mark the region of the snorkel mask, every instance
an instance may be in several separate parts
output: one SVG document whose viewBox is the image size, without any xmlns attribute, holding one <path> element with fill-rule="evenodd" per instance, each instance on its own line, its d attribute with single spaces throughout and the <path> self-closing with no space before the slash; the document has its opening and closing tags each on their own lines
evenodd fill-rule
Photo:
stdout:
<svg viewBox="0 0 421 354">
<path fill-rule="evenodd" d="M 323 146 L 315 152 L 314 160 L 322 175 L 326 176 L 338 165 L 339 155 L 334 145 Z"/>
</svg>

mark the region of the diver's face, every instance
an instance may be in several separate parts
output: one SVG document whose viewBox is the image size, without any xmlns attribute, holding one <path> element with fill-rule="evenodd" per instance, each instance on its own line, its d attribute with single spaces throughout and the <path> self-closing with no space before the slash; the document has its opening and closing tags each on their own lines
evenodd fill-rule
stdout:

* **Problem to work on**: Rewrite all of the lines above as a numbered list, omitting any blank lines.

* **Task answer**:
1. mark the region of the snorkel mask, every instance
2. an instance may be in several separate parts
3. output: one SVG document whose viewBox is the image size, without any xmlns attribute, holding one <path> element with fill-rule="evenodd" per instance, each instance on its own line, its d attribute with single spaces throughout and the <path> self-closing with no space before the slash; the document has its opening and closing tags each on their own lines
4. evenodd fill-rule
5. Photo:
6. stdout:
7. <svg viewBox="0 0 421 354">
8. <path fill-rule="evenodd" d="M 323 146 L 315 152 L 314 160 L 322 175 L 326 176 L 338 165 L 339 155 L 334 145 Z"/>
9. </svg>
10. mark the region of the diver's face, every instance
11. an instance may be in several separate parts
12. output: one SVG document whose viewBox is the image size, without any xmlns attribute, holding one <path> element with fill-rule="evenodd" per instance, each instance on its own line, its d attribute with single spaces throughout and the <path> self-closing with no space before the slash; the document has its opening and closing tags each on their own lines
13. evenodd fill-rule
14. stdout:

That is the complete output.